◆ **Work instruction A**: Using the protein folding article below, judge whether each statement agrees with it, answering yes or no and quoting the deciding words of the article exactly: (i) The experiments reported in the paper were carried out only in vitro. (ii) G-quadruplexes can speed up protein folding by rescuing intermediates that become trapped. (iii) The direct effect of nucleic acids on protein folding had long been established.
◆ **Work instruction B**: Carry on the protein folding article below from the point at which it stops.

◆ **Page text**:
BEGIN

Horowitz Lab Publishes in PNAS
Proteins are the worker bees of all of the cells that make up our bodies. The proper folding of proteins is essential for the functioning of all cellular processes, and mistakes in the folding process can lead to disease. While nucleic acids (RNA and DNA) have long been known to play a role in protein folding, their direct impact on the process was unclear. A recent academic paper proposes that G-quadruplexes, a type of nucleic acid, can trigger protein folding, illuminating a new strategy for maintaining the health of the proteome.
The paper, G-quadruplexes rescuing protein folding, reports on the results of in vitro protein folding experiments that demonstrate that G-quadruplexes can accelerate protein folding by rescuing intermediates trapped during the process. Time-course folding experiments conducted in Escherichia coli further demonstrate that these G-quadruplexes primarily improve protein folding quality in E. coli, instead of indirectly affecting the process. These findings suggest that short nucleic acids like G-quadruplexes can have a considerable impact on dictating the ultimate folding fate of proteins.

END

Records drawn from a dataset

BEGIN

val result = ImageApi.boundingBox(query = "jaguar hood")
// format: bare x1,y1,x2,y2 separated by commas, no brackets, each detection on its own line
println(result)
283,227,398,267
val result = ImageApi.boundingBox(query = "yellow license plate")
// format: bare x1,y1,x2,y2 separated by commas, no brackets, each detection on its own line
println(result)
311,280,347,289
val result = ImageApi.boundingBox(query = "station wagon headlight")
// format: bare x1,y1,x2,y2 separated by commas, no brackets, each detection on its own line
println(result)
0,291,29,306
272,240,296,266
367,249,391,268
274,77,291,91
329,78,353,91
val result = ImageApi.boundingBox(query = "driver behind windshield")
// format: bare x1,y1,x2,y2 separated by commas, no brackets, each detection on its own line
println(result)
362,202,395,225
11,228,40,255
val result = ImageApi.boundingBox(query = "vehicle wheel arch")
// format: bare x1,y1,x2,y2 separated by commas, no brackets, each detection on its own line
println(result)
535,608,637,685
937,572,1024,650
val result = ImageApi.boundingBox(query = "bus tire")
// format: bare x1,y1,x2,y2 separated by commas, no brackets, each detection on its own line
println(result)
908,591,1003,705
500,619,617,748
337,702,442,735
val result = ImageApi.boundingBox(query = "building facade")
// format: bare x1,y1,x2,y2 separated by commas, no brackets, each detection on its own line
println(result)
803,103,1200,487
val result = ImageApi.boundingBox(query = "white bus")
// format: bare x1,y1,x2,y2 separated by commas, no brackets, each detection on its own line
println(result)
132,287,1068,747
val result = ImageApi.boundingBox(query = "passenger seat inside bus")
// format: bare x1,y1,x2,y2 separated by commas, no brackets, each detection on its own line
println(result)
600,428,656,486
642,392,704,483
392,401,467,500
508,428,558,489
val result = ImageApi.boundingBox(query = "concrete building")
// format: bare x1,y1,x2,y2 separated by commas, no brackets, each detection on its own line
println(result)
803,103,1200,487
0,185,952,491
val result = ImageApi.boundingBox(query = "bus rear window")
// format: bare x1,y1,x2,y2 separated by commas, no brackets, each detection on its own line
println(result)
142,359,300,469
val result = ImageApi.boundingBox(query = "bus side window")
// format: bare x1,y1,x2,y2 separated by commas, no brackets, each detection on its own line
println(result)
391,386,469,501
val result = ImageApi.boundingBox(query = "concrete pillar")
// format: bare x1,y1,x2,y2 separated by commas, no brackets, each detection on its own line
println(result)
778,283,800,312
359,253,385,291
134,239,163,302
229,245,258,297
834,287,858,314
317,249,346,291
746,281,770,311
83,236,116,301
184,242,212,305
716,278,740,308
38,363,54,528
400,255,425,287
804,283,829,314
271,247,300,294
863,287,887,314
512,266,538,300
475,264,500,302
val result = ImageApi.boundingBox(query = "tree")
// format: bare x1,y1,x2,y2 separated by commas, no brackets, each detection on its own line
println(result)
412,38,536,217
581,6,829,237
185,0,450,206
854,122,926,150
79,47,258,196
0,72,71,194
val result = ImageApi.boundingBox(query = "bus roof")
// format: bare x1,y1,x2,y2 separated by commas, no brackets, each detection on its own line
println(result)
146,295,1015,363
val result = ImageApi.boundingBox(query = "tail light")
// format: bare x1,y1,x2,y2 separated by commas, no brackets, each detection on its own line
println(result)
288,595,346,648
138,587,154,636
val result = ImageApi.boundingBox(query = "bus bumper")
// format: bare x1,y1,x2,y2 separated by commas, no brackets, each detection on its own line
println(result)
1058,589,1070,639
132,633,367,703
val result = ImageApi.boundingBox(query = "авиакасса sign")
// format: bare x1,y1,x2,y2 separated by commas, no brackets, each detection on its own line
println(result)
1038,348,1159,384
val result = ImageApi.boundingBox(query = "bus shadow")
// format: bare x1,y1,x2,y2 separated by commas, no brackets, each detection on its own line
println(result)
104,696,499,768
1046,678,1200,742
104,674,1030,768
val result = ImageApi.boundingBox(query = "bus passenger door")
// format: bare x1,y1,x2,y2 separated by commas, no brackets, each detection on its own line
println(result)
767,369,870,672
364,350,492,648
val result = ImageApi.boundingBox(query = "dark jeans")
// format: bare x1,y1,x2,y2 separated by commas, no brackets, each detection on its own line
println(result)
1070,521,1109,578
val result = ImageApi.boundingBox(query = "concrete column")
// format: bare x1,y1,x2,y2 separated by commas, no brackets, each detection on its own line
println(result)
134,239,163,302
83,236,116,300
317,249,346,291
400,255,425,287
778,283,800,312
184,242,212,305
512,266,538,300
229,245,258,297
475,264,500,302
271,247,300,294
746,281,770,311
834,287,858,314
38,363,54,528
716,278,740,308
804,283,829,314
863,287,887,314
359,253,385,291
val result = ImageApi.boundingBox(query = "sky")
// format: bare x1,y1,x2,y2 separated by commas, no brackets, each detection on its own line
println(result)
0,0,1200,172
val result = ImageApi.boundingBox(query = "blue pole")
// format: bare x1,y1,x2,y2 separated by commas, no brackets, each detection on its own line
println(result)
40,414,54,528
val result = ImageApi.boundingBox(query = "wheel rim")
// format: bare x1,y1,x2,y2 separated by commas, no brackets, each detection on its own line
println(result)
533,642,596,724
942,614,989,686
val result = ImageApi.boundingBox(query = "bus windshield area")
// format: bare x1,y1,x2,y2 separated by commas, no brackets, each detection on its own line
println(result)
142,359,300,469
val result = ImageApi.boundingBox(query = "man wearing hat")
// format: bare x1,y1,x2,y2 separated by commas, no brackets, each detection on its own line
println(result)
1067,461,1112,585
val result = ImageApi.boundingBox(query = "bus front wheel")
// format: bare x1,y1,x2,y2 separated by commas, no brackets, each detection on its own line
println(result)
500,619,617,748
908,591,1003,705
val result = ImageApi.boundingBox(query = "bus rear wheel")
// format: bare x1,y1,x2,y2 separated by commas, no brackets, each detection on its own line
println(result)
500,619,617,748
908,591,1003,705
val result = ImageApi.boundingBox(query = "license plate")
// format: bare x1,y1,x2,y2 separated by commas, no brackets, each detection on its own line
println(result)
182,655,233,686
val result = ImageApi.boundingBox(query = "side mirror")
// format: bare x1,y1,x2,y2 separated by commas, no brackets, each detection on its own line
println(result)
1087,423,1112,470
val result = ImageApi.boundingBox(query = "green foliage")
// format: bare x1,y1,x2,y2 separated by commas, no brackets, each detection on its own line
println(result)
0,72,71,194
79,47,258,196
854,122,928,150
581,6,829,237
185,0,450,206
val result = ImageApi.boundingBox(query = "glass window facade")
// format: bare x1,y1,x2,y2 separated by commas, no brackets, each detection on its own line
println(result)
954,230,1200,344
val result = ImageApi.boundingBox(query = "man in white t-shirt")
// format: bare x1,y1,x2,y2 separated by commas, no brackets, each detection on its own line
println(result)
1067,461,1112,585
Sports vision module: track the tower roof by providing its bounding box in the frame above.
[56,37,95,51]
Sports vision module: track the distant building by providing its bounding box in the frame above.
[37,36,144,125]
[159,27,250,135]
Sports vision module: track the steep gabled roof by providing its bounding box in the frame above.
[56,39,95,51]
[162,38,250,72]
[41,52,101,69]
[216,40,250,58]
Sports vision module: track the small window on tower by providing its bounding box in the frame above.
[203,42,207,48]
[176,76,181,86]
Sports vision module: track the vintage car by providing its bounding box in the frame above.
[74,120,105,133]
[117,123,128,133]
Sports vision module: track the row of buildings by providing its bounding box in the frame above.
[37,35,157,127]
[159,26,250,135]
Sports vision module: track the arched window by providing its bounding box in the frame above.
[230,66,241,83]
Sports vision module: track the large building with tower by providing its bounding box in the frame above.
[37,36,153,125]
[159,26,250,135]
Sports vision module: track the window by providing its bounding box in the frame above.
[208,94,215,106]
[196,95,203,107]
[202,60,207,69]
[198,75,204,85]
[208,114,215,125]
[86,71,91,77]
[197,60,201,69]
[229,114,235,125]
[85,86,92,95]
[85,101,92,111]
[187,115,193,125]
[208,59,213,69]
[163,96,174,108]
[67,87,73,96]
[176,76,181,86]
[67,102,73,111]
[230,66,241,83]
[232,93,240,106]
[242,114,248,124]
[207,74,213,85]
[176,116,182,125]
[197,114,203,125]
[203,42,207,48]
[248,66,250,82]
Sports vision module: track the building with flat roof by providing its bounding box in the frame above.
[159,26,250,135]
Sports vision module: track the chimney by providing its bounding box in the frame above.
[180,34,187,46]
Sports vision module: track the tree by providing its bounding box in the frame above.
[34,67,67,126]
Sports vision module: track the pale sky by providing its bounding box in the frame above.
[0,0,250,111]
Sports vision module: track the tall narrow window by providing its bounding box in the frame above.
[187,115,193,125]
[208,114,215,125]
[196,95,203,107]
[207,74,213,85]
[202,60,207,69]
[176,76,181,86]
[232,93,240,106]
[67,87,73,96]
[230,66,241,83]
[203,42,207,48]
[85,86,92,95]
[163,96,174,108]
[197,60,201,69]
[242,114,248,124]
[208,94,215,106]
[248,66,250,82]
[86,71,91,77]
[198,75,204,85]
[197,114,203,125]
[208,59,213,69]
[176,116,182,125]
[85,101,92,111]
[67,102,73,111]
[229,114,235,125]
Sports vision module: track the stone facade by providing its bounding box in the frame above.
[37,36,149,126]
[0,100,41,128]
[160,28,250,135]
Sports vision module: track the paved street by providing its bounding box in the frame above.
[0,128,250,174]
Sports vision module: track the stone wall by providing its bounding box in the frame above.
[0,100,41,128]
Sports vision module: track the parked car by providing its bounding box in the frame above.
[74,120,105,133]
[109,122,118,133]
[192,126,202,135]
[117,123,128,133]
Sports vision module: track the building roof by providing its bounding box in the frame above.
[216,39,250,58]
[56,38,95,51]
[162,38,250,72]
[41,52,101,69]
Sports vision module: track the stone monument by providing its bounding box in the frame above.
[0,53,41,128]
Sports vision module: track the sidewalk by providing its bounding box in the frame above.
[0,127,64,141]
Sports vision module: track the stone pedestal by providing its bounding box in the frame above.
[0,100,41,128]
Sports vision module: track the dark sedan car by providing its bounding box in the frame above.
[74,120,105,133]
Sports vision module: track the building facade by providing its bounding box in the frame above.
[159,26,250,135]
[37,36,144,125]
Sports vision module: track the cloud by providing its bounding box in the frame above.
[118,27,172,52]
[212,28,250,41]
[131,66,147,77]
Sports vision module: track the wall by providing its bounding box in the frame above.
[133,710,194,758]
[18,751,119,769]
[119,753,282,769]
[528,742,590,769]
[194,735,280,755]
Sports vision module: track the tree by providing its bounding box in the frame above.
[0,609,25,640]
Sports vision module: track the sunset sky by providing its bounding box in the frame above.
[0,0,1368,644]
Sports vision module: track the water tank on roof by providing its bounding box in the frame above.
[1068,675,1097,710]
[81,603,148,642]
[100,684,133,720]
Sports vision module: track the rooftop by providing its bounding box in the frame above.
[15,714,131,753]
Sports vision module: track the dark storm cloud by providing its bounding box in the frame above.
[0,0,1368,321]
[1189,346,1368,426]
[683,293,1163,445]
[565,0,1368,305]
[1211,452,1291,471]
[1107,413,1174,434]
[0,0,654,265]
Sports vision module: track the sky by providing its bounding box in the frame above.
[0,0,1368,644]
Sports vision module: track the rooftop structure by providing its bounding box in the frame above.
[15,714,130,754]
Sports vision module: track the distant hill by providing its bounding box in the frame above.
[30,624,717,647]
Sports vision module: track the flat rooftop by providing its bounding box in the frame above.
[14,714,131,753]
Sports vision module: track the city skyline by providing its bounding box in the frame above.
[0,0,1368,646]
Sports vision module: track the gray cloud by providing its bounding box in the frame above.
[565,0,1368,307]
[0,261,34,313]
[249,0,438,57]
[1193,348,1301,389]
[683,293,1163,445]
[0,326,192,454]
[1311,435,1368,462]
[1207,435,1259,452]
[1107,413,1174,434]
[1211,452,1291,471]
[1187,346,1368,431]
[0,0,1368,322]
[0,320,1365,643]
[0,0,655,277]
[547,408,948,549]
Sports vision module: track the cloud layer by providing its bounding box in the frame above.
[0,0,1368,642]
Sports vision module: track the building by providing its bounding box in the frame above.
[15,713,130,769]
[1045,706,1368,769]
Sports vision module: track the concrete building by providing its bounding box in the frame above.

END

◆ **Answer section A**:
(i) No: "Time-course folding experiments conducted in Escherichia coli"
(ii) Yes: "G-quadruplexes can accelerate protein folding by rescuing intermediates trapped during the process"
(iii) No: "their direct impact on the process was unclear"

◆ **Answer section B**:
This discovery is significant in the field of healthcare because correctly managing protein folding and aggregation is critical to cellular health. Mistakes in these processes can lead to various diseases, including Alzheimer's and Parkinson's disease. The paper's findings open the possibility of using nucleic acids and ATP-independent chaperones to maintain the health of the proteome, broadening the set of strategies that can be used by the cell to guide protein folding.